= WHAT TO DO =
Where a line in the material below has the string "separate", please report it.

= DATA EXTRACT =
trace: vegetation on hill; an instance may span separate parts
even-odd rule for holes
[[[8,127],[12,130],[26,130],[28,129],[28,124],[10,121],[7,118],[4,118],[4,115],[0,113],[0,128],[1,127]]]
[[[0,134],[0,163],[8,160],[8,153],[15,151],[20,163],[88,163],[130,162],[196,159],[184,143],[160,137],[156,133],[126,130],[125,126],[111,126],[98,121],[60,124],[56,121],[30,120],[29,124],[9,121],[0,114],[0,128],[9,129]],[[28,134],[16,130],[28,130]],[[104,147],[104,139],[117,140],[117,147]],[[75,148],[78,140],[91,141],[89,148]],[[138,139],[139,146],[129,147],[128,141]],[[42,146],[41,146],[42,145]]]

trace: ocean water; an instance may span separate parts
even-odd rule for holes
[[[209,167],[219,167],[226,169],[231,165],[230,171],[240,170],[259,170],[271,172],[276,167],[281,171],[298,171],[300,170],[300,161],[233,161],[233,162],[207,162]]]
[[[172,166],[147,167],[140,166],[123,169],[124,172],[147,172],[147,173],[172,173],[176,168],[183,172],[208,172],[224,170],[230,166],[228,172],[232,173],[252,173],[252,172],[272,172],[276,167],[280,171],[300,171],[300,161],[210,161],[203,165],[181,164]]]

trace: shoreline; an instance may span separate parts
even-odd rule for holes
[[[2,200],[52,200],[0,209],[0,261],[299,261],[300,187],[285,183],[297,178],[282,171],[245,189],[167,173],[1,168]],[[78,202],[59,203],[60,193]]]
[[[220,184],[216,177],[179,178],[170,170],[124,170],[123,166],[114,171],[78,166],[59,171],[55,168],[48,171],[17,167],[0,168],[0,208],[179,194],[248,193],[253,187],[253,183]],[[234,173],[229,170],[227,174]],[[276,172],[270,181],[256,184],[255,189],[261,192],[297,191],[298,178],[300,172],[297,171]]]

= RESPONSE BELOW =
trace: vegetation on hill; an instance may span separate parts
trace: ocean water; an instance may span separate parts
trace: shoreline; an instance may span separate parts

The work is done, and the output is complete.